→ Exercise brief: Convert the records below into a numbered list with one line per item, leaving out any blank lines.

→ Extracted entries:

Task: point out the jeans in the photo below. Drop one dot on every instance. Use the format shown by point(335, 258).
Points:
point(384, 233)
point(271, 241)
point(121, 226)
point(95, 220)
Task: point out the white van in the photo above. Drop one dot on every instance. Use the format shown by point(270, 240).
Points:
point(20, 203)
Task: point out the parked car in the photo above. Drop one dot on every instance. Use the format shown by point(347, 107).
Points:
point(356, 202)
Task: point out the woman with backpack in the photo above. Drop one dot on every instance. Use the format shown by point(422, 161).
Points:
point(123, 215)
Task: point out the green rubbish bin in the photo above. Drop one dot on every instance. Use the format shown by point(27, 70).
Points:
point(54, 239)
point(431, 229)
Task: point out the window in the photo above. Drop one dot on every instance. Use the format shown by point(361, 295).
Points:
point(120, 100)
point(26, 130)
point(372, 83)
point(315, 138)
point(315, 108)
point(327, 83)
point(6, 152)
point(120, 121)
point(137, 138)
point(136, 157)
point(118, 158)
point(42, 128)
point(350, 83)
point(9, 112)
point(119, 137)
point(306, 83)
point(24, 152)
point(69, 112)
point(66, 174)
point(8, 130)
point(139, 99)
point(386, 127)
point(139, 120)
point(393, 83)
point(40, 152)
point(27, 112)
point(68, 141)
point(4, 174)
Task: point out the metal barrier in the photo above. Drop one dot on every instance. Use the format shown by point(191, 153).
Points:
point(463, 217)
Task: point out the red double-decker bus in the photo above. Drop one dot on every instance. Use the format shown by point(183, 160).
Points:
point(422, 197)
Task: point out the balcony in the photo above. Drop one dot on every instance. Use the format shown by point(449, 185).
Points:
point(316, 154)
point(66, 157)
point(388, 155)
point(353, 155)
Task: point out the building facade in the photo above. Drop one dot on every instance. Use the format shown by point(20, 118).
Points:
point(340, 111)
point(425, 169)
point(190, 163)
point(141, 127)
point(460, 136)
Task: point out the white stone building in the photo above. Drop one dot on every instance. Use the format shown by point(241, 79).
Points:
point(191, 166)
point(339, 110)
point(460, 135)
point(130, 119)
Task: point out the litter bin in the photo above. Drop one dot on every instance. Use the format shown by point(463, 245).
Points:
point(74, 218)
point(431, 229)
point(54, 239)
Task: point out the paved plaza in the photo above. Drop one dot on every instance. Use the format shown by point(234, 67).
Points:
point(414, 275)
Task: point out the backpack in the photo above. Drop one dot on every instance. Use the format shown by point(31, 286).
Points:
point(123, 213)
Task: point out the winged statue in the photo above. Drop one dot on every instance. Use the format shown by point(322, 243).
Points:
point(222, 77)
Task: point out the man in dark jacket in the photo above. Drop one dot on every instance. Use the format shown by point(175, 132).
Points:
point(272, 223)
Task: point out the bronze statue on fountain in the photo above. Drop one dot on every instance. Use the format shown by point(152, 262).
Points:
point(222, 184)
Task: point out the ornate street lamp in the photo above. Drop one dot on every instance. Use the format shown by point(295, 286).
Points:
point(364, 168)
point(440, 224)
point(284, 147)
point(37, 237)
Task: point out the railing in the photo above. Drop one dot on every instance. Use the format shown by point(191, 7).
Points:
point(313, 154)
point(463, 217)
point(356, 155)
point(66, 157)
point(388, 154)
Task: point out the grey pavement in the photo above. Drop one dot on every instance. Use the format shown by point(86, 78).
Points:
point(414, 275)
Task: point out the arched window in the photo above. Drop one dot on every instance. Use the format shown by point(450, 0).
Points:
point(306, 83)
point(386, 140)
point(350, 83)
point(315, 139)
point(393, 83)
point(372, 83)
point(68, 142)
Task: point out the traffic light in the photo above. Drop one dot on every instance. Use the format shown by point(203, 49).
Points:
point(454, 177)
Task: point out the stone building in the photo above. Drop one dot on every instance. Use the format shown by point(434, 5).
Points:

→ Answer to the task:
1. Task: point out the jeans in the photo below. Drop one dot on every instance. Use the format shown by point(335, 258).
2. Points:
3. point(384, 233)
4. point(271, 241)
5. point(121, 226)
6. point(95, 220)
7. Task: point out the white van in the photo above. Drop one dot on every instance. Use the format shown by point(270, 240).
8. Points:
9. point(20, 203)
10. Task: point out the parked car in the photo above. Drop one dot on every instance. Use the format shown by point(347, 107).
11. Points:
12. point(356, 202)
13. Task: point out the woman with backpack in the photo above. Drop one dot on every instance. Use the format shown by point(422, 161).
14. Points:
15. point(123, 215)
16. Task: point out the green rubbish bin in the photo above. Drop one dot on every instance. Use the format shown by point(27, 70).
17. Points:
18. point(54, 239)
19. point(431, 229)
20. Task: point out the window in the photo above. Drop one dot on every instance. Use the format shown by point(361, 295).
21. Points:
22. point(120, 100)
23. point(26, 130)
24. point(372, 83)
25. point(315, 138)
26. point(315, 108)
27. point(327, 83)
28. point(6, 152)
29. point(120, 121)
30. point(137, 138)
31. point(136, 157)
32. point(118, 158)
33. point(42, 128)
34. point(350, 83)
35. point(9, 112)
36. point(119, 137)
37. point(306, 83)
38. point(24, 152)
39. point(69, 112)
40. point(66, 174)
41. point(8, 130)
42. point(139, 99)
43. point(386, 127)
44. point(139, 120)
45. point(393, 83)
46. point(40, 152)
47. point(27, 112)
48. point(68, 141)
49. point(4, 174)
50. Task: point out the metal barrier in the photo above. Drop one dot on every instance. Use the format shown by point(191, 153).
51. Points:
52. point(463, 217)
53. Task: point out the red double-decker bus in the photo above. Drop one dot on every instance. Use the format shown by point(183, 160).
54. Points:
55. point(422, 197)
56. Task: point out the balcony in the photo above. Drop one dot on every instance. Use the format shown by point(449, 185).
57. Points:
58. point(316, 154)
59. point(66, 157)
60. point(388, 155)
61. point(353, 155)
62. Task: point out the building facade in the photo above. Drop one dot on every instance. Use the format shown by point(20, 118).
63. Points:
64. point(340, 111)
65. point(425, 169)
66. point(190, 163)
67. point(141, 127)
68. point(460, 136)
69. Task: point out the white stone building in the photo above. Drop one dot on every instance. Use the format shown by point(241, 79).
70. Points:
71. point(191, 166)
72. point(339, 110)
73. point(460, 135)
74. point(130, 119)
75. Task: point out the litter bin in the photo above. Drop one dot on every instance. Use the format shown by point(463, 245).
76. Points:
77. point(74, 218)
78. point(431, 229)
79. point(54, 239)
80. Task: point out the paved plaza in the photo above. Drop one dot on every instance. Use the format shown by point(234, 67).
81. Points:
82. point(414, 275)
83. Task: point out the backpack in the photo above. Drop one dot on every instance. Use the format shown by point(31, 286).
84. Points:
85. point(123, 213)
86. Task: point out the winged statue in the photo above. Drop one dot on every instance. Use the format shown by point(322, 243).
87. Points:
88. point(222, 77)
89. Task: point out the man in dark jacket in the photo above. Drop one dot on every instance. Use the format shown by point(175, 132).
90. Points:
91. point(272, 223)
92. Task: point out the bronze statue on fountain in the photo above. Drop one dot on every instance. Use the format shown by point(152, 262).
93. Points:
94. point(222, 184)
95. Task: point out the ornate street lamp in the photo above. Drop one dot on every instance. Use the format shown by point(295, 286).
96. Points:
97. point(364, 168)
98. point(440, 224)
99. point(284, 147)
100. point(37, 237)
101. Task: point out the railing in the photo above. Drop one dot on every instance. Use the format shown by point(191, 7).
102. Points:
103. point(313, 154)
104. point(463, 217)
105. point(356, 155)
106. point(66, 157)
107. point(388, 154)
108. Task: point out the grey pavement in the photo above. Drop one dot on every instance. Use the format shown by point(86, 78).
109. Points:
110. point(414, 275)
111. Task: point out the arched window in the photo above. Drop one dot on every instance. Use the format shown by point(450, 0).
112. Points:
113. point(306, 83)
114. point(386, 140)
115. point(350, 83)
116. point(315, 139)
117. point(393, 83)
118. point(372, 83)
119. point(68, 142)
120. Task: point out the traffic light in the photo above. Drop one dot on every instance. Use the format shown by point(203, 49).
121. Points:
122. point(454, 177)
123. Task: point out the stone building in the photo above. Drop one dot on every instance. Use the format shown by point(434, 5).
124. Points:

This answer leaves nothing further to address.